» What you will do
a: Condense the paragraph of the review of realistic philosophy that begins "American philosophers seem to be even more fond", keeping its main facts.
b: Carry on the review of realistic philosophy from the point at which it stops.

Brand
Blanshard
American
philosophers seem to be even more fond than their British colleagues of
expressing themselves in co-operative volumes. The new realists, the
critical realists, the idealists, the pragmatists, and the materialists
have all done it with varying degrees of success. In this volume it is
attempted still again, this time by fourteen members of the Association
for Realistic Philosophy.
What is meant by
“Realistic Philosophy”? The shortest answer is that it is philosophy in
the tradition of Aristotle and Aquinas. In metaphysics it holds that
the fundamental idea is that of being, which can be discussed without
reference to special kinds of being; that material and immaterial being
both exist, and hence that materialism and idealism are alike false;
that the task of metaphysics is to clear up such ancient but still
pressing problems as those of essence and existence, substance and
accident, cause and effect. In epistemology, the view is that things
can be known as they are in themselves. This does not imply that what
we are directly aware of is the thing, as it was for Berkeley and the
new realists, nor that it is a copy of the thing, as it is for most
representationists. Knowledge is described as “an intentional relation
terminating in the externally existent thing.” In logic, the current
mathematical discipline is held to derive from a “howler,” namely that
the relations dealt with in logic are the relations of real things, the
most general forms to be found in the actual world. Wittgenstein, for
example, thought that the structure of true propositions was a “picture”

» Named object pointing entries
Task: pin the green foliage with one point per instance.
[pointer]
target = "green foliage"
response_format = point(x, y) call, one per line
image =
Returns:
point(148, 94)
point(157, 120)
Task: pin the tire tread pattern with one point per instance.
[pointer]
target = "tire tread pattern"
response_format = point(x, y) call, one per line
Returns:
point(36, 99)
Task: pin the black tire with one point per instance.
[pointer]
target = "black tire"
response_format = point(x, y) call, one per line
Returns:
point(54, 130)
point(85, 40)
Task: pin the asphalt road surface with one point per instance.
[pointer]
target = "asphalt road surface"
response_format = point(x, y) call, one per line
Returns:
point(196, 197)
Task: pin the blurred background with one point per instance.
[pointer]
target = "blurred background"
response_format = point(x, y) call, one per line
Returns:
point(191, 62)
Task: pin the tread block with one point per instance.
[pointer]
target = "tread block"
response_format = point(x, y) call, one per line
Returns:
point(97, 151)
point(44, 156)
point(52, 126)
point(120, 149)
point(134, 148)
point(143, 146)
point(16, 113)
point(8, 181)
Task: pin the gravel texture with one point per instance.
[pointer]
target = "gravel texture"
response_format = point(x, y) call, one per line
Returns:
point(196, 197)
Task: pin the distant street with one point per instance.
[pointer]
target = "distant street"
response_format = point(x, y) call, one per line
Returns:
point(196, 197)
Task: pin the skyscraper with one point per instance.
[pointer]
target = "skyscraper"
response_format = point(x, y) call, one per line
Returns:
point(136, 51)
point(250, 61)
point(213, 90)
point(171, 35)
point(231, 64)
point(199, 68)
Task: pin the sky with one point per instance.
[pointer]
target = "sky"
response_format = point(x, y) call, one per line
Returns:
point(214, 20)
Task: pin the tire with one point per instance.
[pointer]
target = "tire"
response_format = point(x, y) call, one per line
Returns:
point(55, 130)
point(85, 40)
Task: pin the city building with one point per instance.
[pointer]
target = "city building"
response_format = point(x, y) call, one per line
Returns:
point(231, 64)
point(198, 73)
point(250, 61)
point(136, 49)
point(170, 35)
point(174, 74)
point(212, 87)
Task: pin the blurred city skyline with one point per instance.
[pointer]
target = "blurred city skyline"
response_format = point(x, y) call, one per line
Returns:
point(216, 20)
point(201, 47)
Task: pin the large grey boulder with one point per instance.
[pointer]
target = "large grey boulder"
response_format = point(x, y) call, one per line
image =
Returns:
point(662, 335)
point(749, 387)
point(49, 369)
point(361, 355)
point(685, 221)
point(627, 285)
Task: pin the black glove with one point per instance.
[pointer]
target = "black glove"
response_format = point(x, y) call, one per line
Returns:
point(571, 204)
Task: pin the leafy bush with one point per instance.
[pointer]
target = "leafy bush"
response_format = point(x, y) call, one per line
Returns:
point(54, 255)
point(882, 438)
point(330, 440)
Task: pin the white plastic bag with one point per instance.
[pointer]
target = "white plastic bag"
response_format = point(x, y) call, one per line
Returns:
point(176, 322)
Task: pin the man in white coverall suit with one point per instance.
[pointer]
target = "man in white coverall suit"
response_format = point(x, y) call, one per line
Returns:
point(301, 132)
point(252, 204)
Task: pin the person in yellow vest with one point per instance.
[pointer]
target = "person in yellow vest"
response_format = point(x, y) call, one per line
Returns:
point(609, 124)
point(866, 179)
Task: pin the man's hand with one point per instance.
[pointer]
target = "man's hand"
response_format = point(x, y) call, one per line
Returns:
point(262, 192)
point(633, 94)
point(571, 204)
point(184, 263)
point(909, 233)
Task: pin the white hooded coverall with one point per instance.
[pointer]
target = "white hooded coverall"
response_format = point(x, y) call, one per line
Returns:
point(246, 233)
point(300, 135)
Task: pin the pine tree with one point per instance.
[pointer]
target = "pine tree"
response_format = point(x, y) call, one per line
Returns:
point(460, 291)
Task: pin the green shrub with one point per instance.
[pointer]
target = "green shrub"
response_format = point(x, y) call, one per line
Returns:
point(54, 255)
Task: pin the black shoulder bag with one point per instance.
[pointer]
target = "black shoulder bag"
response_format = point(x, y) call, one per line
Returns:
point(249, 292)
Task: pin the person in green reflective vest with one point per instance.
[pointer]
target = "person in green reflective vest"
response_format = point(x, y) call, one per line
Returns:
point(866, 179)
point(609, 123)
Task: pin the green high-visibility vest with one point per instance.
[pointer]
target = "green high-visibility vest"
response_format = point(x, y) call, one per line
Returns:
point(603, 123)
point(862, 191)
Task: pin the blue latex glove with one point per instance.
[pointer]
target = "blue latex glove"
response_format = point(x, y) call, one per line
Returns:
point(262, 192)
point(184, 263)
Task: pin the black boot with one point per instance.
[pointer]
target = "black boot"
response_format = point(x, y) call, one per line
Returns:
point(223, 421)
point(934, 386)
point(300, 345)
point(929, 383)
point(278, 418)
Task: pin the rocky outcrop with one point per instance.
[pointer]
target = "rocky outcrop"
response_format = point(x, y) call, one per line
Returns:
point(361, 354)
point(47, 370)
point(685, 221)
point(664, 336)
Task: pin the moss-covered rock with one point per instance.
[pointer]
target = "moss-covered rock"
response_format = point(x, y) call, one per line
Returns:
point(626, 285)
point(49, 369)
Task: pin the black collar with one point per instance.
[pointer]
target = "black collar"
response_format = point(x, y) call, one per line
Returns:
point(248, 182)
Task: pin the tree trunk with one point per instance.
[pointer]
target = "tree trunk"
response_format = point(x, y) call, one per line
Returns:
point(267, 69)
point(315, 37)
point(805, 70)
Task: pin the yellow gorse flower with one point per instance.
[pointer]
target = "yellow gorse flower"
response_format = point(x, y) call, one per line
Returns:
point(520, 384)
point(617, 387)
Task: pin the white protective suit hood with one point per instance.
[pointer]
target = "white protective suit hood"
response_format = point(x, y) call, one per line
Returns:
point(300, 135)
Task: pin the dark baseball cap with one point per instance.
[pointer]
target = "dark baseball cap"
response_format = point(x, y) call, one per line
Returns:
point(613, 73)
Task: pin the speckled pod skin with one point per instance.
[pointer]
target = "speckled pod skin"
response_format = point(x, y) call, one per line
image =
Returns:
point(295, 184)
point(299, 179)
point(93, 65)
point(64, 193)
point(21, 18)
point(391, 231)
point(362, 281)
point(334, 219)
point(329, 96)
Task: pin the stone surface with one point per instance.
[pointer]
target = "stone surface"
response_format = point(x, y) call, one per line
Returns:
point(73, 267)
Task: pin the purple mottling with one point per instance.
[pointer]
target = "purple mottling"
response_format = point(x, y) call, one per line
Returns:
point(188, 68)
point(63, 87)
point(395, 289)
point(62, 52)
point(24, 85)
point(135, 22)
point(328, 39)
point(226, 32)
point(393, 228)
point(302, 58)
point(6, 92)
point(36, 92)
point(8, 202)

» Solved tasks
a: American philosophers are even fonder than British ones of publishing co-operative volumes. New realists, critical realists, idealists, pragmatists, and materialists have all done so, with varying success. This volume is another such attempt, by fourteen members of the Association for Realistic Philosophy.

b:
of what held among real objects. In contrast with this, the realists
hold that genuinely logical relations such as subject and predicate, and
the sort of identity that holds between concepts, have no part in the
existent world at all, but are purely “intentional relations” produced
by the thinking mind. In ethics, the leading ideas are that each of us
is given by nature certain tendencies or capacities, that the good life
lies in fulfilling these capacities, and that conflicts between goods
must be settled by reference to a communal good or greatest total
fulfilment. To anyone who could see what this was, rights and duties
would be governed by self-evident natural laws.
This is the
position. What is perhaps more interesting about it is its frank,
vigorous, and rather belligerent return to metaphysics. The fashionable
empiricism and linguisticism of the time are brushed aside. Not that
the writers are ignorant of these movements; more than one of them
challenge empiricism on its own ground. In Professor Wild’s admirable
essay on “Phenomenology and Metaphysics,” he raises the question whether
the neo-Humian analysis of everything into qualities in relation is
empirically sound, and concludes that it clearly is not. If one is to
be empirical, in any respectable sense, one must take the pains to look
at what is there. And when Mr. Wild opens his eyes on a landscape, for
example, he finds two things very conspicuously there which Hume and his
followers failed, or refused, to see—two factors or elements which are
present in all experience and are essential to it, but which have been
overlooked because of preconceptions. These two are existence and
awareness.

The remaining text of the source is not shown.